# start of Source extract
You have literally BMS script for unpacking it above your post...

archerboy · Jul 31, 2022

imusiyus said:
They changed bdat storage format, cant edit anything right now

Anyone smart and/or bored enough to join me trying to crack the new bdat?
I got some of the basics down - positions for file length, number of table rows, the table offset - but beyond that I'm struggling.

masagrator · Jul 31, 2022

archerboy said:
Anyone smart and/or bored enough to join me trying to crack the new bdat?
I got some of the basics down - positions for file length, number of table rows, the table offset - but beyond that I'm struggling.

Upload it here I guess? English and Japanese ones to figure out encoding differences.

kirei39 · Aug 1, 2022

masagrator said:
You have literally BMS script for unpacking it above your post...

I tried it and I get this error, could you please help me?

archerboy · Aug 1, 2022

masagrator said:
Upload it here I guess? English and Japanese ones to figure out encoding differences.

Good idea. I've attached EN and JP bdats and then a pair of JP/EN for a dialogue that only has 2 lines.
As for my progress, I was planning on just forking the XBTool so forgive the formatting

C#:

            //High level
            if (table.ReadUTF8(0, 4) != "BDAT") return;
            int fileLength = file.ReadInt32(12); // Assuming for now ReadUInt/Int32 reads 4 bytes (e.g. 0x12-0x15)
            // Remaining bytes until a "BDAT.0" contain information for multi-tables

            // Individual table \\
            // Assuming we're starting on the byte right AFTER the "0" in BDAT.0
          
            //x00-x01 - First 2 bytes after always empty?
            ??Type = table.ReadUInt32(2); // "03 00" in all Evt + Game bdats, "07 00" in everything else (e.g. tq bdats)
# end of Source extract
# start of Material
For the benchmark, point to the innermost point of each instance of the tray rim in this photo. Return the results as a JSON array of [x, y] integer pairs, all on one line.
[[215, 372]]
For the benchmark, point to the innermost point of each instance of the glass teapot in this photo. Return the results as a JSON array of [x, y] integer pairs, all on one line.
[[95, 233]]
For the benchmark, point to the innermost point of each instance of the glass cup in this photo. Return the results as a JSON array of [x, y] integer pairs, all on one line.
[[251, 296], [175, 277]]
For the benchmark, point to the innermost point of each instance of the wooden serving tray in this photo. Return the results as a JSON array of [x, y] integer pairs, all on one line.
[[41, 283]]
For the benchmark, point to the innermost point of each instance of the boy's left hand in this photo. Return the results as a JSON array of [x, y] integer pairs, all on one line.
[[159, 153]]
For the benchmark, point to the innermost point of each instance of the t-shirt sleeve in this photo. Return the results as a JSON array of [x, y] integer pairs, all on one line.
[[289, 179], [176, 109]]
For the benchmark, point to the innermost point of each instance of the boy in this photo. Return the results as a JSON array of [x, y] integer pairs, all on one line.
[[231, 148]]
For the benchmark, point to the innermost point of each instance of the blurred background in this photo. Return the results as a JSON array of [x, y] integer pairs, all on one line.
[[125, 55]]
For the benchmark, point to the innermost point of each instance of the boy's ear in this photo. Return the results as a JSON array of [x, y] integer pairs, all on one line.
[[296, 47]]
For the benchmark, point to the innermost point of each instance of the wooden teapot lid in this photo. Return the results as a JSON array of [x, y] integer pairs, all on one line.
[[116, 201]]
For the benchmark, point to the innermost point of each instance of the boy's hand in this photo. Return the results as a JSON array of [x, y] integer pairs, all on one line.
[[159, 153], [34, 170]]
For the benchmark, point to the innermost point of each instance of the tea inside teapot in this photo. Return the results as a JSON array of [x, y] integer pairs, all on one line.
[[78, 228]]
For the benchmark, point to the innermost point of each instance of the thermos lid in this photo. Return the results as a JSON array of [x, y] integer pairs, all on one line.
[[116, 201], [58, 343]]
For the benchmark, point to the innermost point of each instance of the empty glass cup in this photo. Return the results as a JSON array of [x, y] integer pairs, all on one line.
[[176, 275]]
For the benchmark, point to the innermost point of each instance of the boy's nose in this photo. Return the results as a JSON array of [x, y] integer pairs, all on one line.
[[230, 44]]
# end of Material
### Task brief:
Write out the stretch of the bdat forum thread from "As for my progress, I" through "bytes (e.g. 0x12-0x15)", word for word. The data plays no part in any of this.

### Task result:
As for my progress, I was planning on just forking the XBTool so forgive the formatting

C#:

            //High level
            if (table.ReadUTF8(0, 4) != "BDAT") return;
            int fileLength = file.ReadInt32(12); // Assuming for now ReadUInt/Int32 reads 4 bytes (e.g. 0x12-0x15)